• _Text to read_:
Ravenna, Emilia-Romagna, Italy, Tuesday, September 11, 2012

Ravenna Street

We are going to Ravenna today. We get to the station about 25 minutes early for our train and see that there is a train leaving in 5 minutes to Ferrara where we change trains to Ravenna so we get on it. Even though our connections have not been a problem, it is always nice having a little extra time to check the schedule and track number when changing trains. This turns a 5 minute turnaround into a 25 minute one.
Arriving at Ferrara, we check the departure schedule, and it shows our train to Ravenna at 0922 on track 1. I feel better as since the train was not showing on the automated machine in Padova, I was a bit leery. We walk over towards track one and now in the main terminal look up at the automated board which only shows departure for the next 20-30 minutes. Our train does not show up on it and there is another train scheduled on track 1 near the same time but going elsewhere. I see a sign that says attenzione on the paper departure billboard and think it says the train to Ravenna is not running. Carol goes on the ticket line while I go outside to see what I can find out. I ask a bus driver about a bus to Ravenna and he points to a hotel across the street. Just then Carol comes out and says there is no train, we need to take a bus.

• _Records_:
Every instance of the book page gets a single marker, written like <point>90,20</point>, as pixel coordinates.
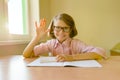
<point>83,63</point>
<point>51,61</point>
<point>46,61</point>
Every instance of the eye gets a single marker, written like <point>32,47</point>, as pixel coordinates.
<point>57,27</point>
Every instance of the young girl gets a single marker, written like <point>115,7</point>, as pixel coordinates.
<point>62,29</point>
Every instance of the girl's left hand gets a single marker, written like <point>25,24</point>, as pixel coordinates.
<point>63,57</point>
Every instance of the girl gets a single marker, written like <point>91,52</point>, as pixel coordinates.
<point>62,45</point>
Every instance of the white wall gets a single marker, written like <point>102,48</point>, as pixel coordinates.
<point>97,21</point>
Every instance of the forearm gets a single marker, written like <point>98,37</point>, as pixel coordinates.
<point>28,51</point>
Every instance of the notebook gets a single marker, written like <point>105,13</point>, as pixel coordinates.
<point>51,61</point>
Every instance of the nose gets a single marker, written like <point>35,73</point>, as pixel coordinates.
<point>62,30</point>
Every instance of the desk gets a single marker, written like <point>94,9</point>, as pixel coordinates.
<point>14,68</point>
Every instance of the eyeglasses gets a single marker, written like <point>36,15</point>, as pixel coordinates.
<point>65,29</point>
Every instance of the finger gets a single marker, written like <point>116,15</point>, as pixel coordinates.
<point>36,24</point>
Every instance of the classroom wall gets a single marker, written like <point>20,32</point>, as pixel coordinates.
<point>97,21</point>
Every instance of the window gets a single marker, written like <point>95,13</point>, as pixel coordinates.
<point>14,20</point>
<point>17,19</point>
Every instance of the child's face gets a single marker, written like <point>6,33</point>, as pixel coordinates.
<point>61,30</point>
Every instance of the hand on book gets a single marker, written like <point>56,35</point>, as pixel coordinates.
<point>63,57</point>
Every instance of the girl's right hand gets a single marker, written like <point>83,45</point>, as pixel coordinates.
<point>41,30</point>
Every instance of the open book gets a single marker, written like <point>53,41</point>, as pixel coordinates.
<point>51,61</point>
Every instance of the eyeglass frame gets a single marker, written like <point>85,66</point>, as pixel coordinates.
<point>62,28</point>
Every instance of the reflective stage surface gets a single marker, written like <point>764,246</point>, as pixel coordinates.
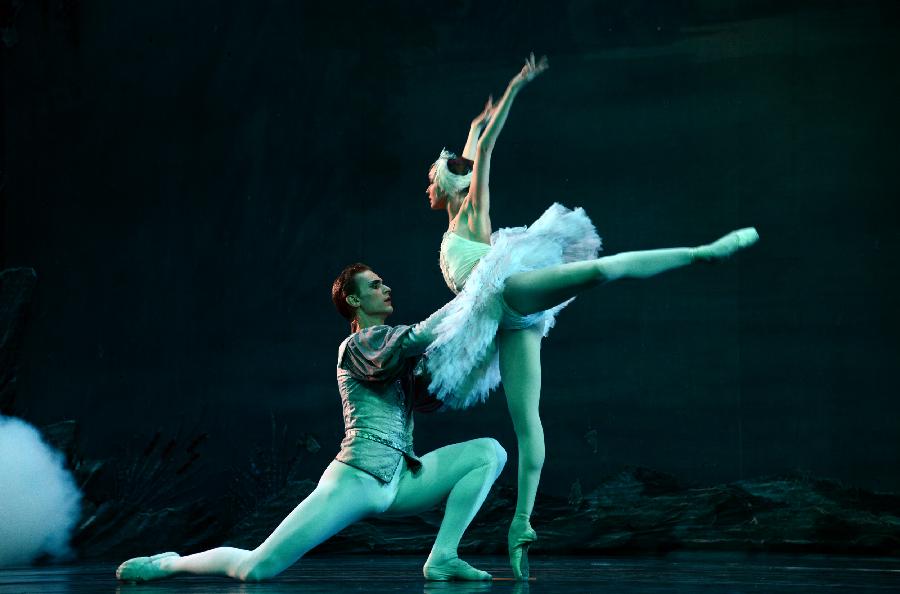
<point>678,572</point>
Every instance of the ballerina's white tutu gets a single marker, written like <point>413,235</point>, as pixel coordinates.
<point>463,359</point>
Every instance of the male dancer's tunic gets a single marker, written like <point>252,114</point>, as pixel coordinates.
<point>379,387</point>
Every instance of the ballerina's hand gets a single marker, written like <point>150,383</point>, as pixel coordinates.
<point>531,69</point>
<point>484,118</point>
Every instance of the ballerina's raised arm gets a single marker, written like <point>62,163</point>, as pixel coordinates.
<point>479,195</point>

--

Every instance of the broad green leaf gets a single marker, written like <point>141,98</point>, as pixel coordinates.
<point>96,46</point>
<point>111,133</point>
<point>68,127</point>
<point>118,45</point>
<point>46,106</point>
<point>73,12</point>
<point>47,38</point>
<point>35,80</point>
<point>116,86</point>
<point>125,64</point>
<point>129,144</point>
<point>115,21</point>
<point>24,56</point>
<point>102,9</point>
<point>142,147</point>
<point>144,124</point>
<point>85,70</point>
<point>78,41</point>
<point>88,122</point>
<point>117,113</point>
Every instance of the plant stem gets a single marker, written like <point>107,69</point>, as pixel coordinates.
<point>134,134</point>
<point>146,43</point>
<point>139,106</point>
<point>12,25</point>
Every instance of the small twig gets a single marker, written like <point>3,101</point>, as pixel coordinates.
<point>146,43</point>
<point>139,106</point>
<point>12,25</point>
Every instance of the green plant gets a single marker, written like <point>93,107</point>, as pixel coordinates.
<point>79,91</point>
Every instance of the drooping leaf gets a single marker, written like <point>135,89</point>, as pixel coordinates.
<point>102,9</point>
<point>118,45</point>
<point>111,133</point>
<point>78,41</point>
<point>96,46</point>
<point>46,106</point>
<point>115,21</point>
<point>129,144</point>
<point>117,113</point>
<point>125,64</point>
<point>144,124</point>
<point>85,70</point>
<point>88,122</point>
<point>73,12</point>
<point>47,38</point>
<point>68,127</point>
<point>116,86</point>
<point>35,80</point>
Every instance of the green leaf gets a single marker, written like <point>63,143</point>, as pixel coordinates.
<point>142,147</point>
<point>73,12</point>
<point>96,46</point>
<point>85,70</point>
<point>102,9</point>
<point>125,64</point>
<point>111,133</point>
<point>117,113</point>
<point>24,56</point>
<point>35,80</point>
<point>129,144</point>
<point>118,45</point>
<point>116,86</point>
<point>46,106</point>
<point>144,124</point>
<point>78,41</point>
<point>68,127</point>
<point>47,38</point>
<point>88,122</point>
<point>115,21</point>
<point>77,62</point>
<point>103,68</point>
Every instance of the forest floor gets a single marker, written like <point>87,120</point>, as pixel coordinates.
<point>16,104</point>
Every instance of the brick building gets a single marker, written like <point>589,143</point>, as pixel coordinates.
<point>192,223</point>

==

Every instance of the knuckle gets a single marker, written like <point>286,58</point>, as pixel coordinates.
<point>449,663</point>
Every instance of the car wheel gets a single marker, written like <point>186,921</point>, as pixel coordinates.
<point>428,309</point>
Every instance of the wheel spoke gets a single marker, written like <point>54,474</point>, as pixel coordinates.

• _Direction 1_: Can you output everything in the Ravenna travel account from "Arriving at Ferrara, we" down to "take a bus.", word for word?
• _Direction 2_:
Answer these questions from the Ravenna travel account:
(a) About how many minutes early do they get to the station for their train?
(b) What time and track does the departure schedule at Ferrara show for the train to Ravenna?
(c) Where does the bus driver point when asked about a bus to Ravenna?
• _Direction 3_: Could you resume the Ravenna travel account, picking up right after its final sentence?

• _Expected answer 1_:
Arriving at Ferrara, we check the departure schedule, and it shows our train to Ravenna at 0922 on track 1. I feel better as since the train was not showing on the automated machine in Padova, I was a bit leery. We walk over towards track one and now in the main terminal look up at the automated board which only shows departure for the next 20-30 minutes. Our train does not show up on it and there is another train scheduled on track 1 near the same time but going elsewhere. I see a sign that says attenzione on the paper departure billboard and think it says the train to Ravenna is not running. Carol goes on the ticket line while I go outside to see what I can find out. I ask a bus driver about a bus to Ravenna and he points to a hotel across the street. Just then Carol comes out and says there is no train, we need to take a bus.

• _Expected answer 2_:
(a) About 25 minutes.
(b) 0922 on track 1.
(c) To a hotel across the street.

• _Expected answer 3_:
We cross the street and do not see any signs for Ravenna so again in my so so Italian ask someone about a bus for Ravenna and we are in the right place and he tells me 0925 so we have about 10 minutes to wait. He also tells me two hours when the train was only one so our journey will be longer.
The bus arrives and it is a coach so that is nice and also not crowded so double bonus. At this point, we do not know if it is direct or not. After we leave and I see a sign that says Ravenna 73, I have my answer. That is about 50 miles for a two hour ride so direct probably is not happening. After a little bit, we turn off the main road for the town of Monsanto. Cute town, we stop at the train station, one person gets on. Now we leave on a road the size of a bike path, curving back and forth, brake, speed, brake, speed, slow so a car going the other way can squeeze by, and so on. It takes about 20 minutes to get back to the main road. It is a scenic ride and we stop at every podunk little village with a train station along the way most of which not a single person gets on or off. We also stop at one or two stops on roads where people do get on. Not sure of what system or schedule this is but nobody seems to pay and the driver has not looked at a single ticket. Very interesting.
Eventually, we make it to the Ravenna train station, as advertised, two hours later. We go in to make sure our train to Rimini tomorrow does in fact exist.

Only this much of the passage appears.